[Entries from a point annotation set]

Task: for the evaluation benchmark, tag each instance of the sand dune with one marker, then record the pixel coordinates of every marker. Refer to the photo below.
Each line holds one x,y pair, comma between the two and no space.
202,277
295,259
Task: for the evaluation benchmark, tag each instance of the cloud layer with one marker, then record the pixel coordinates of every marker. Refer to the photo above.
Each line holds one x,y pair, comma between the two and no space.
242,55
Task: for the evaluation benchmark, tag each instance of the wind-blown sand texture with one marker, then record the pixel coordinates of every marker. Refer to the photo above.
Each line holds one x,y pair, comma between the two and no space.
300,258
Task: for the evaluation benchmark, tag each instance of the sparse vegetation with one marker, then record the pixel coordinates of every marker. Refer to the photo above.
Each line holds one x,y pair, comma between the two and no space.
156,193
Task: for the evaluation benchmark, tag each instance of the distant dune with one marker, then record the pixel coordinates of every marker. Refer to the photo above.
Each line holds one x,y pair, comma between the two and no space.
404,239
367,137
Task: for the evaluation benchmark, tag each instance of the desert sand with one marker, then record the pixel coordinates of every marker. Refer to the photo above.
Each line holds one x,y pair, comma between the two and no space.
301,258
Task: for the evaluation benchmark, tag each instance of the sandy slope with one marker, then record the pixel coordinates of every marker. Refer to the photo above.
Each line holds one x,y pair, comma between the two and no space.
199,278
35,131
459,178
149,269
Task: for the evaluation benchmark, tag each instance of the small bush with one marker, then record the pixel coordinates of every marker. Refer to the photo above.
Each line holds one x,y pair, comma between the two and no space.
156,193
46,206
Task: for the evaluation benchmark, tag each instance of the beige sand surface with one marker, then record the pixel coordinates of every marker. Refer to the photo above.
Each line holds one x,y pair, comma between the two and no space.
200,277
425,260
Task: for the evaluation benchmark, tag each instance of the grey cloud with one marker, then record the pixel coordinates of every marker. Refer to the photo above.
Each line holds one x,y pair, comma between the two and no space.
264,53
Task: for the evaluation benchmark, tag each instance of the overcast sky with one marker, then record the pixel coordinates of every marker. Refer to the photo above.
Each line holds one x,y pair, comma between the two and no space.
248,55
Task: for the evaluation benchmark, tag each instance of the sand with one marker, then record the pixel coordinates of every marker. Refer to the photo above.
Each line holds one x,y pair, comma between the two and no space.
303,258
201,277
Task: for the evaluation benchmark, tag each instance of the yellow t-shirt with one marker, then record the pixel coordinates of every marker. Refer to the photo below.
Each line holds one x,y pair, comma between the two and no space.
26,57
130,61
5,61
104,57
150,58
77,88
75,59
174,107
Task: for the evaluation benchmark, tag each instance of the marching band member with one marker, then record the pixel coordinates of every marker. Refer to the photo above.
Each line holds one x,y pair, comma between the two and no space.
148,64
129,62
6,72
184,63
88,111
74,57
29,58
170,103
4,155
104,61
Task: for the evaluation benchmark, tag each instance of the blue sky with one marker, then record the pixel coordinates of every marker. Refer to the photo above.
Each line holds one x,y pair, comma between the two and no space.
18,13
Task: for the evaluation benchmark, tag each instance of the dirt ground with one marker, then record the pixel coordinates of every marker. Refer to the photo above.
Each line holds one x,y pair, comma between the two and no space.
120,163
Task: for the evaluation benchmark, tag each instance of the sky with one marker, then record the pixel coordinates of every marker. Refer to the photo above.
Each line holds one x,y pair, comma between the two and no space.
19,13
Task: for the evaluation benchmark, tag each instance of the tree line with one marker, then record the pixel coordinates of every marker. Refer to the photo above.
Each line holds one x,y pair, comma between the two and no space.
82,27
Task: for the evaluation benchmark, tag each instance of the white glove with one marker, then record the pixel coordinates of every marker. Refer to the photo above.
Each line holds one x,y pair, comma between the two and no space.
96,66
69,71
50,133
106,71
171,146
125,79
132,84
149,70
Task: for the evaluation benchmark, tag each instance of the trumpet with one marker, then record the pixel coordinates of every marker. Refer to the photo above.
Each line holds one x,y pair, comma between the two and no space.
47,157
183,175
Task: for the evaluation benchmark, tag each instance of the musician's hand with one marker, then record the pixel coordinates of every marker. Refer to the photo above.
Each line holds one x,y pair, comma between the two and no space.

Task instructions:
Repeat the data above exactly.

Correct answer:
Task: for the evaluation benchmark, tag each instance of the sand dune with one marker, then record the pixel coordinates of every marker. Refer to the photo below.
Each line holds one x,y pair, comma between the two and no space.
202,277
295,259
Task: for the evaluation benchmark, tag each instance of the cloud layer with one marker, then record the pixel coordinates of every marker. Refer to the photo above.
Each line holds one x,y pair, comma between the two and no space.
242,55
Task: for the evaluation benchmark, tag each instance of the wind-blown sand texture with one marker, then record the pixel coordinates of every marker. Refer to the photo above.
Each line holds one x,y pair, comma between the two and no space.
300,258
Task: for the evaluation benchmark, tag each instance of the sparse vegetation with one marker, then record the pixel coordinates of every marker. Refer to the photo above.
Each line holds one x,y pair, comma between the two and no space.
156,193
Task: for the evaluation benchmark, tag each instance of the distant dune with one marker, then record the pixel coordinates of every marker. Refer to the photo above.
Each line holds one x,y pair, comma between the two and no space.
404,239
367,137
Task: for the evaluation benchmark, tag each instance of the desert sand with one marker, then record the pixel coordinates of every marker. Refer to the photo above.
Each line holds one x,y pair, comma between the two and no space.
301,258
Task: for the evaluation benchmark, tag each instance of the sandy slope with one marker, then record the pixel coordinates of every marker. Refer to the photo above.
Each line holds one x,y pair, comma between the two and no space.
199,278
35,131
459,178
149,269
Task: for the evaluation benchmark, tag each instance of the small bush with one marker, then record the pixel coordinates of every marker. Refer to the photo above.
Each line holds one x,y pair, comma between the two and no space.
156,193
46,206
Task: for the evaluation benchmark, tag each instance of the beige sand surface with one marker, then record the pixel coordinates of every marker. Refer to the photo above.
Each line holds one x,y pair, comma between the two and no space.
200,277
425,260
Task: for the evaluation benchmark, tag each instance of the grey cloud with one marker, then record the pixel coordinates of every marker. Refer to the photo above.
Each line holds one x,y pair, comma between the two and no space.
264,53
Task: for the evaluation benchmark, tag each instance of the overcast sky with one marker, then record the pixel coordinates of every marker. Refer to the photo above.
Each line holds one x,y pair, comma between the two and no space.
248,55
Task: for the evaluation benchmark, tag each instance of the sand with one marker, then record the pixel coordinates of every marker. Refer to the photo above.
Each line holds one x,y pair, comma between the two and no space.
303,258
201,277
Task: for the evaluation benchmark, tag each instance of the yellow t-shirt with one marker, then record the pixel coordinates of every marker. Refer to the photo below.
Each line holds one x,y pair, comma between the two and no space.
26,57
130,61
5,61
104,57
150,58
77,88
75,59
174,107
Task: for the evaluation benchmark, tag each instance of the marching band member with one marker, then record the pixel coordinates of every marker. Refer to the photo above.
Each line holds one x,y pair, comma between the two and no space.
148,64
129,62
6,72
184,63
88,111
74,57
29,58
170,103
4,155
104,61
Task: for the evaluation benchmark, tag each instance of the blue sky with one marker, then record the pixel coordinates of every marker. Refer to the photo above.
Each line holds one x,y pair, comma between the two and no space.
18,13
Task: for the evaluation benchmark, tag each instance of the dirt ground with one marker, then record the pixel coordinates of every marker. Refer to the photo above.
Each line holds one x,y pair, comma between the two and no space.
120,163
Task: for the evaluation benchmark, tag each instance of the sky with one marker, then record the pixel coordinates of every marker. Refer to the photo above.
Each line holds one x,y pair, comma between the two and no space.
19,13
Task: for the evaluation benchmark, tag each instance of the tree line with one marker, then record the pixel coordinates of every marker. Refer to the photo above.
Each line holds one x,y pair, comma between the two and no space.
82,27
Task: for the evaluation benchmark, tag each instance of the white glove with one marker, then record the pixel coordinates of every marker. Refer to the photo above.
Each line holds one x,y pair, comma between the two and no space.
96,66
69,71
50,133
106,71
171,146
125,79
132,84
149,70
Task: for the evaluation benchmark, tag each instance of the trumpet with one marker, then record the pixel coordinates of every marker. Refer to the photo above.
Each line holds one x,y pair, comma between the two and no space.
47,157
183,175
Task: for the evaluation benchmark, tag each instance of the musician's hand with one marker, then record the pixel coordinates of every marker. Refer to the photo above.
Each line holds one x,y pair, comma between the two and no space.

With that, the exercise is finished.